PROBLEM DETAILS -> Please print every record below exactly as it appears.

>> start

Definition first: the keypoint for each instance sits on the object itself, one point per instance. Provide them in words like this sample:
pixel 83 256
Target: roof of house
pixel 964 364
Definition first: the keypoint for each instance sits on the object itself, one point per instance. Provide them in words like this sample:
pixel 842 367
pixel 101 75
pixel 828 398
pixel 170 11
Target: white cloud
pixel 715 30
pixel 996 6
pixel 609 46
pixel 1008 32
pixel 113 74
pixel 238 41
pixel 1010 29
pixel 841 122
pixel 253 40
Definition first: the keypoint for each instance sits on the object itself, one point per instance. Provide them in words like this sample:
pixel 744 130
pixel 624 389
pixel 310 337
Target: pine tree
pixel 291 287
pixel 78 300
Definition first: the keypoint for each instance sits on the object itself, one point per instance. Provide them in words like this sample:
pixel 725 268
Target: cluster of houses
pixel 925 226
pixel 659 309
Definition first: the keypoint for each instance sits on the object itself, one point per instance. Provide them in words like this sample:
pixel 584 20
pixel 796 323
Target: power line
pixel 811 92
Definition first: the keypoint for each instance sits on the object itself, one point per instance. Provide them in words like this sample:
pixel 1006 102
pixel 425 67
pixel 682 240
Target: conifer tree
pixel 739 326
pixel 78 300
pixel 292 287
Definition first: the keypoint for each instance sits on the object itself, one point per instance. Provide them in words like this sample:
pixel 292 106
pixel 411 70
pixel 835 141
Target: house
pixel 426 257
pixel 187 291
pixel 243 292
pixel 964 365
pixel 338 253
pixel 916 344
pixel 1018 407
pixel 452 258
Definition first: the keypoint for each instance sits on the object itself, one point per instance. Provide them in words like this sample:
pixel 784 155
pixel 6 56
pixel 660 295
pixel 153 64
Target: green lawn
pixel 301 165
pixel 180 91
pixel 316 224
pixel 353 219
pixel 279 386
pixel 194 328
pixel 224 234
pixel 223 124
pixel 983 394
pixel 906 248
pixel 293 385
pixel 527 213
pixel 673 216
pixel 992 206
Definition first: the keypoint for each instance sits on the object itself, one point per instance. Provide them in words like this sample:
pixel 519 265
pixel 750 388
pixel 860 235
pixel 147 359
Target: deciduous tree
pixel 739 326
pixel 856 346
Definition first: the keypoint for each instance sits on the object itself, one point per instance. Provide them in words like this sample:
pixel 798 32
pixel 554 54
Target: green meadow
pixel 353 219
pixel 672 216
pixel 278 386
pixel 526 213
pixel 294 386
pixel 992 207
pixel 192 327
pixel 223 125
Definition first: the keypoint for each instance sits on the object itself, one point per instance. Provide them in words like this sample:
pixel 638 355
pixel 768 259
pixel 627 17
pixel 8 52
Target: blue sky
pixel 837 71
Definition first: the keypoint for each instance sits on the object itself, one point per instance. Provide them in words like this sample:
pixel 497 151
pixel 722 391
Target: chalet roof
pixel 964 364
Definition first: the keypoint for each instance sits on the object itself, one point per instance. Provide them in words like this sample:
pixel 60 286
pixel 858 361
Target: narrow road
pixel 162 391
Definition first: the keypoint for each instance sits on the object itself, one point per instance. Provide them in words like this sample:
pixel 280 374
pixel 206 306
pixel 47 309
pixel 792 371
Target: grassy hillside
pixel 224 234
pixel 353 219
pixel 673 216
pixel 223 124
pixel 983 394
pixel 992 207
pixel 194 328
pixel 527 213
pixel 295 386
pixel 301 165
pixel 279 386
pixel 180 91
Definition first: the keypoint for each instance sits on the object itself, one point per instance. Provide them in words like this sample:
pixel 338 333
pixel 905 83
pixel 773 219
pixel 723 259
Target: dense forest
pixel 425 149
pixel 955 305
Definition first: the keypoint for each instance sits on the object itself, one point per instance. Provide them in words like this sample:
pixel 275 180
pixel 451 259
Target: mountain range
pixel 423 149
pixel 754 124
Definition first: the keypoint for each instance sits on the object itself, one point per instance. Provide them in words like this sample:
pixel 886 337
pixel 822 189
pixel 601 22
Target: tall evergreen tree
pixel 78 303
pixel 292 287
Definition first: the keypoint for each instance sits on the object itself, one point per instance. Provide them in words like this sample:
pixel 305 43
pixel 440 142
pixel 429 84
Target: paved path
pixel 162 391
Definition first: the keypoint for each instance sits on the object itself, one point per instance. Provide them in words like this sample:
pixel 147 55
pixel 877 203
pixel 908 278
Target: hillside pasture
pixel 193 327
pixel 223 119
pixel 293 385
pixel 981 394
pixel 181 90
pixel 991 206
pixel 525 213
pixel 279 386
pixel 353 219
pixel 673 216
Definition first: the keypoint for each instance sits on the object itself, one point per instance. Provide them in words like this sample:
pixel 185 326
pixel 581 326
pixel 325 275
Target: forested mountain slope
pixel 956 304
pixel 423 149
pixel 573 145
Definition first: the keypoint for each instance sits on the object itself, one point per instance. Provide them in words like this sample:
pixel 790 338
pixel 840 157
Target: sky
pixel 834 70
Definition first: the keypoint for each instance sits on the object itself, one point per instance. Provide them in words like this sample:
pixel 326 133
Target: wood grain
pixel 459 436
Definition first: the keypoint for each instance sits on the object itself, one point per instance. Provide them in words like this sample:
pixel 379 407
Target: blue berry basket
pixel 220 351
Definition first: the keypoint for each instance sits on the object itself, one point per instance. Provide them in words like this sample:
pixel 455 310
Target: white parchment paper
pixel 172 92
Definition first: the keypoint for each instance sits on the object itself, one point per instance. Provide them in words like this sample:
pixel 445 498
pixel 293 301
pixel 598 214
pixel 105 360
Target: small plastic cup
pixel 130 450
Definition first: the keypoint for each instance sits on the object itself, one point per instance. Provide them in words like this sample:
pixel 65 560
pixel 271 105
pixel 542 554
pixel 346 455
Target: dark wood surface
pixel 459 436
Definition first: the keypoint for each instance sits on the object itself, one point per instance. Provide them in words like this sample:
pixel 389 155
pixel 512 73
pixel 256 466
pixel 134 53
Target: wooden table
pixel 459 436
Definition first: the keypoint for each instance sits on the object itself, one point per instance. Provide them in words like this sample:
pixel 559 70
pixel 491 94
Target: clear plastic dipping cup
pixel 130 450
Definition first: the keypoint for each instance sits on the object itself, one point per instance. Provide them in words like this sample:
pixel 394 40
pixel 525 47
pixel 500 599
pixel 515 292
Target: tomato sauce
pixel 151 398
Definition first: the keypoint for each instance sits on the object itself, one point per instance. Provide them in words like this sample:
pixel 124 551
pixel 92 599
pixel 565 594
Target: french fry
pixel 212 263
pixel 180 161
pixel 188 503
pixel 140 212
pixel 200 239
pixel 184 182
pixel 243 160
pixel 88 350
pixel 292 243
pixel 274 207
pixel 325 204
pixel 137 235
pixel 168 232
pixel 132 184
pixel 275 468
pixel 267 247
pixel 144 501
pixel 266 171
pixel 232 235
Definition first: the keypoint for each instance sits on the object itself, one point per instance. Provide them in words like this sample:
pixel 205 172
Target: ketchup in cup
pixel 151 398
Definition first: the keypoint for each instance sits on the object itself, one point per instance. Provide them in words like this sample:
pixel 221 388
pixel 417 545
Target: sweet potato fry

>> end

CORRECT RESPONSE ->
Definition first: the keypoint for each instance sits on the object itself, one point per instance. Provide them in words like this sample:
pixel 83 256
Target: roof of house
pixel 964 364
Definition first: the keypoint for each instance sits on the object itself, one point per instance. Provide them in words like this sample:
pixel 842 367
pixel 101 75
pixel 828 398
pixel 170 11
Target: white cloud
pixel 715 30
pixel 996 6
pixel 609 46
pixel 1008 32
pixel 113 74
pixel 238 41
pixel 1010 29
pixel 841 122
pixel 253 40
Definition first: the keypoint for each instance sits on the object itself, one point per instance. Provide them in words like this sample:
pixel 744 130
pixel 624 389
pixel 310 337
Target: pine tree
pixel 291 287
pixel 78 300
Definition first: the keypoint for each instance sits on the object itself, one point per instance. Provide them in words like this sample:
pixel 725 268
Target: cluster of houses
pixel 925 226
pixel 659 309
Definition first: the keypoint for each instance sits on the object itself, one point per instance. Provide them in words like this sample:
pixel 584 20
pixel 796 323
Target: power line
pixel 811 92
Definition first: the keypoint for each instance sits on the object itself, one point per instance. Provide them in words like this sample:
pixel 1006 102
pixel 425 67
pixel 682 240
Target: conifer tree
pixel 739 326
pixel 78 300
pixel 292 287
Definition first: the keypoint for each instance sits on the object itself, one point per instance. Provide them in words like this sample:
pixel 292 106
pixel 411 70
pixel 835 141
Target: house
pixel 426 257
pixel 187 291
pixel 243 292
pixel 964 365
pixel 338 253
pixel 916 344
pixel 1018 407
pixel 452 258
Definition first: the keypoint for each instance sits on the object itself, one point per instance. Provide them in words like this sample:
pixel 784 155
pixel 6 56
pixel 660 295
pixel 153 64
Target: green lawn
pixel 301 165
pixel 180 91
pixel 316 224
pixel 353 219
pixel 279 386
pixel 194 328
pixel 224 234
pixel 223 124
pixel 983 394
pixel 906 248
pixel 293 385
pixel 527 213
pixel 673 216
pixel 992 206
Definition first: the keypoint for each instance sits on the object itself, one point per instance. Provide them in words like this sample:
pixel 519 265
pixel 750 388
pixel 860 235
pixel 147 359
Target: deciduous tree
pixel 739 326
pixel 856 346
Definition first: the keypoint for each instance sits on the object itself, one point per instance. Provide them in words like this sample:
pixel 798 32
pixel 554 54
Target: green meadow
pixel 353 219
pixel 672 216
pixel 278 386
pixel 526 213
pixel 294 386
pixel 992 207
pixel 192 327
pixel 223 125
Definition first: the keypoint for each instance sits on the object itself, one point per instance. Provide them in words like this sample:
pixel 638 355
pixel 768 259
pixel 627 17
pixel 8 52
Target: blue sky
pixel 837 71
Definition first: the keypoint for each instance sits on the object itself, one point per instance. Provide them in words like this sample:
pixel 497 151
pixel 722 391
Target: chalet roof
pixel 964 364
Definition first: the keypoint for each instance sits on the object itself, one point per instance. Provide them in words like this sample:
pixel 60 286
pixel 858 361
Target: narrow road
pixel 162 391
Definition first: the keypoint for each instance sits on the object itself, one point per instance. Provide them in words like this sample:
pixel 280 374
pixel 206 306
pixel 47 309
pixel 792 371
Target: grassy hillside
pixel 224 234
pixel 353 219
pixel 673 216
pixel 223 124
pixel 983 394
pixel 992 207
pixel 194 328
pixel 527 213
pixel 295 386
pixel 301 165
pixel 279 386
pixel 180 91
Definition first: the keypoint for each instance sits on the object itself, one point per instance. Provide them in words like this sample:
pixel 338 333
pixel 905 83
pixel 773 219
pixel 723 259
Target: dense forest
pixel 425 149
pixel 955 305
Definition first: the keypoint for each instance sits on the object itself, one point per instance. Provide them in words like this sample:
pixel 275 180
pixel 451 259
Target: mountain range
pixel 423 149
pixel 754 124
Definition first: the keypoint for each instance sits on the object itself, one point per instance. Provide them in words like this sample:
pixel 886 337
pixel 822 189
pixel 601 22
Target: tall evergreen tree
pixel 78 303
pixel 292 287
Definition first: the keypoint for each instance sits on the object itself, one point per instance. Provide them in words like this sample:
pixel 305 43
pixel 440 142
pixel 429 84
Target: paved path
pixel 162 391
Definition first: the keypoint for each instance sits on the object itself, one point per instance. Provide them in words like this sample:
pixel 147 55
pixel 877 203
pixel 908 278
Target: hillside pasture
pixel 193 327
pixel 223 119
pixel 293 385
pixel 981 394
pixel 181 90
pixel 991 206
pixel 525 213
pixel 279 386
pixel 353 219
pixel 673 216
Definition first: the keypoint for each instance sits on the object itself, one point per instance. Provide them in words like this sample:
pixel 185 326
pixel 581 326
pixel 325 275
Target: forested mountain slope
pixel 956 304
pixel 423 149
pixel 573 145
Definition first: the keypoint for each instance sits on the object itself, one point per instance. Provide them in words like this sample:
pixel 790 338
pixel 840 157
Target: sky
pixel 834 70
Definition first: the keypoint for each instance sits on the object itself, one point per instance. Provide them in words like this sample:
pixel 326 133
Target: wood grain
pixel 459 436
Definition first: the keypoint for each instance sits on the object itself, one point per instance. Provide them in words like this sample:
pixel 379 407
Target: blue berry basket
pixel 220 351
Definition first: the keypoint for each instance sits on the object itself, one point per instance. Provide them in words like this sample:
pixel 455 310
Target: white parchment paper
pixel 172 92
Definition first: the keypoint for each instance sits on the object itself, one point per instance. Provide them in words like this sample:
pixel 445 498
pixel 293 301
pixel 598 214
pixel 105 360
Target: small plastic cup
pixel 130 450
Definition first: the keypoint for each instance sits on the object itself, one point per instance. Provide them in words like this sample:
pixel 65 560
pixel 271 105
pixel 542 554
pixel 346 455
Target: dark wood surface
pixel 459 436
Definition first: the keypoint for each instance sits on the object itself, one point per instance. Provide them in words like this sample:
pixel 389 155
pixel 512 73
pixel 256 466
pixel 134 53
Target: wooden table
pixel 459 436
Definition first: the keypoint for each instance sits on the object itself, one point per instance. Provide them in words like this sample:
pixel 559 70
pixel 491 94
Target: clear plastic dipping cup
pixel 130 450
Definition first: the keypoint for each instance sits on the object itself, one point per instance. Provide them in words like this sample:
pixel 394 40
pixel 525 47
pixel 500 599
pixel 515 292
Target: tomato sauce
pixel 151 398
Definition first: the keypoint for each instance sits on the object itself, one point per instance. Provide them in words like this sample:
pixel 124 551
pixel 92 599
pixel 565 594
Target: french fry
pixel 212 263
pixel 180 161
pixel 188 503
pixel 140 212
pixel 200 239
pixel 184 182
pixel 243 160
pixel 88 350
pixel 292 243
pixel 274 207
pixel 325 204
pixel 137 235
pixel 168 232
pixel 132 184
pixel 275 468
pixel 267 247
pixel 144 501
pixel 266 171
pixel 232 235
Definition first: the keypoint for each instance sits on the object itself, one point per instance. Provide them in words like this sample:
pixel 205 172
Target: ketchup in cup
pixel 151 398
Definition first: the keypoint for each instance sits on the object itself, one point per instance. Provide them in words like this sample:
pixel 221 388
pixel 417 545
Target: sweet potato fry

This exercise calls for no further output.